----- TEXT UNDER STUDY

We found that 4 channels of video were optimal. We identified an existing application for manual coding of video output. We developed in-house tools for capturing use of keyboard and mouse and to time stamp speech. The transcript is then typed within this time stamp. Although we managed to capture body language using pattern recognition software, we were unable to use this data quantitatively. We loaded these observational outputs into our aggregation tool, which allows simultaneous navigation and viewing of multiple files. This also creates a single exportable file in XML format, which we used to develop UML sequence diagrams. In our pilot, the GP using the EMIS LV (Egton Medical Information Systems Limited, Leeds, UK) system took the longest time to code data (mean 11.5 s, 95% CI 8.7-14.2). Nonparametric comparison of EMIS LV with the other systems showed a significant difference, with EMIS PCS (Egton Medical Information Systems Limited, Leeds, UK) (P = .007), iSoft Synergy (iSOFT, Banbury, UK) (P = .014), and INPS Vision (INPS, London, UK) (P = .006) facilitating faster coding. In contrast, prescribing was fastest with EMIS LV (mean 23.7 s, 95% CI 20.5-26.8), but nonparametric comparison showed no statistically significant difference. UML sequence diagrams showed that the simplest BP recording interface was not the easiest to use, as users spent longer navigating or looking up previous blood pressures separately. Complex interfaces with free-text boxes left clinicians unsure of what to add.
The ALFA method allows the precise observation of the clinical consultation. It enables rigorous comparison of core elements of EPR systems. Pilot data suggests its capacity to demonstrate differences between systems. Its outputs could provide the evidence base for making more objective choices between systems.
Information and communications technology is ever more widely used in health care [1,2]; however, most EPR systems have grown organically, rather than being based on development specifications. Most countries have started with multiple small vendors developing EPR systems to meet the needs of the GP customers. Subsequently, commercial and regulatory pressures have reduced that number over time ; however, even within the same health system, the interfaces and functionalities clinicians use vary , as is the way they integrate the computer into the consultation . Health systems are moving toward introducing new enterprise-wide information systems, which provide the opportunity for improved efficiency and patient safety through data sharing across the health system, so-called systemic interoperability . The implementation of these new systems provides an opportunity to improve the interface and functionality, or, at the very least, have a rational reason for adopting the best design features of the existing systems.
For nearly a decade, we have been developing a video-based method to measure the influence of technology on the clinical consultation. We started with a single channel video, but found that, without simultaneously displaying the clinical system screen and closely questioning the clinician about their objectives behind interactions, it was impossible to interpret the video . Trying to measure the precise length of interactions was also challenging.
We recognized that analogue video (which did not have an accurate time stamp), and using a stopwatch to time events in the consultation, had major limitations. Our next development was to record 3 channels of video: (1) wide-angle view of the consultation, (2) view of clinician’s head and upper body, and (3) screen capture. We used professional video recording tools to do this, as we needed an accurate time stamp to synchronize the videos. Although we produced useful output, the expense and the setup meant that this was not going to be a readily deployable technique .
Therefore, we set out to develop a recording method that would enable precise and objective measurement of consultation activities. The system would have to meet the following objectives: (1) can be readily set up in real consulting rooms or clinics in less than an hour; (2) be reliable and could be readily set up by others in a range of settings; (3) provide objective time stamps of activities within the consultation, allowing the synchronization and subsequent simultaneous viewing of multiple measures; and (4) produce an output that could be used by computer software engineers to develop better systems.

----------
----- RECORDED INFORMATION

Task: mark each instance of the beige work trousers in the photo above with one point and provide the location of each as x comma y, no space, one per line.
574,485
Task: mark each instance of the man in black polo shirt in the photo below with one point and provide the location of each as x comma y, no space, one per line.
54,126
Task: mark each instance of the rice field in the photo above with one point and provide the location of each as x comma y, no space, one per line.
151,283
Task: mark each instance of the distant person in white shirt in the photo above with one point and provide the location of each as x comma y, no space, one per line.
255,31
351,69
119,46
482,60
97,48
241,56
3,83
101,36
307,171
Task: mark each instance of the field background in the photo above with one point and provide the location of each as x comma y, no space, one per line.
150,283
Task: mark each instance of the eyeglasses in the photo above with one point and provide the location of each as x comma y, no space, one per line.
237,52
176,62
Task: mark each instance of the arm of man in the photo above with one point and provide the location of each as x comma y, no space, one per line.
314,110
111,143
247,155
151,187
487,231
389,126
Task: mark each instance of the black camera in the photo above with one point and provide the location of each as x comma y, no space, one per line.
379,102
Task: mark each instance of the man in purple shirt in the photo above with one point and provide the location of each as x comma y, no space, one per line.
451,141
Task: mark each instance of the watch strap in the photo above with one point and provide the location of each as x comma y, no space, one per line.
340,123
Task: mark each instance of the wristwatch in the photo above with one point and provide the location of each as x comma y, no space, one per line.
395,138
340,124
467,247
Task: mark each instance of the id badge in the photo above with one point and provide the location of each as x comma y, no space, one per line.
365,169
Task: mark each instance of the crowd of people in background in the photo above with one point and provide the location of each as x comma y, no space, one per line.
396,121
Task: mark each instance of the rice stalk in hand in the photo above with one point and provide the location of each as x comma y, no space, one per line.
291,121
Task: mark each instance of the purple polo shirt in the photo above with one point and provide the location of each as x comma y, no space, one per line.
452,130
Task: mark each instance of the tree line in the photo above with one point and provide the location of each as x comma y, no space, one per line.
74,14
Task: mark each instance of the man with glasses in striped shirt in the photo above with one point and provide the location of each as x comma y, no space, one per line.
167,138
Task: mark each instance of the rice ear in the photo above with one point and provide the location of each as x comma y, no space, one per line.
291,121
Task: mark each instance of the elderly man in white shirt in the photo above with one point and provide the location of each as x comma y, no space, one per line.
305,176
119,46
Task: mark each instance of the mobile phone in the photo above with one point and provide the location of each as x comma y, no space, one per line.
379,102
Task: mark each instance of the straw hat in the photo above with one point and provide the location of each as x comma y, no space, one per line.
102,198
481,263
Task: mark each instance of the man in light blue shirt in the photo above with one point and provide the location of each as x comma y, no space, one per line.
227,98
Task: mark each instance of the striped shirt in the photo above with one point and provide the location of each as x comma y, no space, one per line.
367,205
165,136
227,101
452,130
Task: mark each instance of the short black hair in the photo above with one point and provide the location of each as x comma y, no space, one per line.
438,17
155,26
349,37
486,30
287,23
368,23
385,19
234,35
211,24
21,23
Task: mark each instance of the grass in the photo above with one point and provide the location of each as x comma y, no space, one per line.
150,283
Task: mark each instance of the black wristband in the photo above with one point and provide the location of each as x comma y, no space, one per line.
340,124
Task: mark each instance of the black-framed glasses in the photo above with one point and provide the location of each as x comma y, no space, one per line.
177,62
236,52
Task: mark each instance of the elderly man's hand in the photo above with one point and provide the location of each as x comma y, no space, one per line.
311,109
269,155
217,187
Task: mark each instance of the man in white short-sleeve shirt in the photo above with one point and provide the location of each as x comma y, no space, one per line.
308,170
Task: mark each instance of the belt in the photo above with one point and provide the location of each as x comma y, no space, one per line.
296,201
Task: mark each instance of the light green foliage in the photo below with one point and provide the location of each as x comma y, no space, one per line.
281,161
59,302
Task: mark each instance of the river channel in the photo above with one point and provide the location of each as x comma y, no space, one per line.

----------

▶ [TASKS TO CARRY OUT]:
- A) Print the section of the passage on recording clinical consultations that runs from "The ALFA method" up to and including "choices between systems.".
- B) Give what follows the last sentence of the passage on recording clinical consultations, placed before the items.

▶ [EXERCISE ANSWERS]:
- A)
The ALFA method allows the precise observation of the clinical consultation. It enables rigorous comparison of core elements of EPR systems. Pilot data suggests its capacity to demonstrate differences between systems. Its outputs could provide the evidence base for making more objective choices between systems.

- B)
We initially reviewed existing applications that we could use to meet these specifications but found none. We looked at applications widely used for (1) qualitative research, (2) transcription and analysis of audio or video recordings, (3) usability testing, and (4) screen casting for demonstrations or training materials. Their shortcomings, compared with our requirements, are shown in Table 1.
There are well established applications used in qualitative research, such as ATLAS.ti (ATLAS.ti Scientific Software Development GmbH, Berlin, Germany) and QSR NVIVO (QSR International Pty Ltd, Melbourne, Australia) which allow detailed analysis and coding of text and multimedia data. They are not designed, however, to incorporate the precise monitoring of computer use that we require or to produce an output that can be exported into a package to develop UML diagrams. Transana (Wisconsin Center for Education Research, University of Wisconsin-Madison, Madison, WI, USA) provides facilities to perform a greater level of analysis by incorporating transcriptions; however its main analysis approach (which is based on the use of keyword, annotations, or their groupings) is not suitable to classify and measure doctor-computer interactions, which often include series of small durations or overlaps with patient interactions.
Widely used usability tools, such as Morae (TechSmith Corporation, Okemos, MI, USA), record observational data about computer use from multiple aspects. Due to the merged outputs they produce, they cannot be flexibly adopted according to research needs and are less helpful to obtain separate quantifiable measures for different combinations of interactions. Camtasia (TechSmith Corporation, Okemos, MI, USA), Adobe Captivate (Adobe Systems Incorporated, San Jose, CA, USA), and BB Flash Back (Blueberry Consultants Ltd, Birmingham, UK) are examples of screen-casting applications. While providing greater details about computer use, they are not optimized to classify interactions in a meaningful way. Focus of their outputs is too narrow to identify the effect of computer use on the overall consultation.
In the absence of any suitable off-the-shelf application, we commenced our own development process to produce a set of applications that would enable researchers to capture the complexity of the computer-mediated consultation.
We developed a specification for our development program based on our objectives and on our experiential learning about the limitations of existing techniques. We recognized that our technique should be extendible, to combine a number of monitoring methods which, at that time, we would not be able to define. At the time, we identified: (1) an indeterminate number of video channels; (2) a transcript of the consultation, captured with a precise time stamp, possibly using voice recognition software; (3) output from pattern recognition software  and other change recognition technologies ; (4) aggregate log files from observation techniques that we could not anticipate, as elements of our specification.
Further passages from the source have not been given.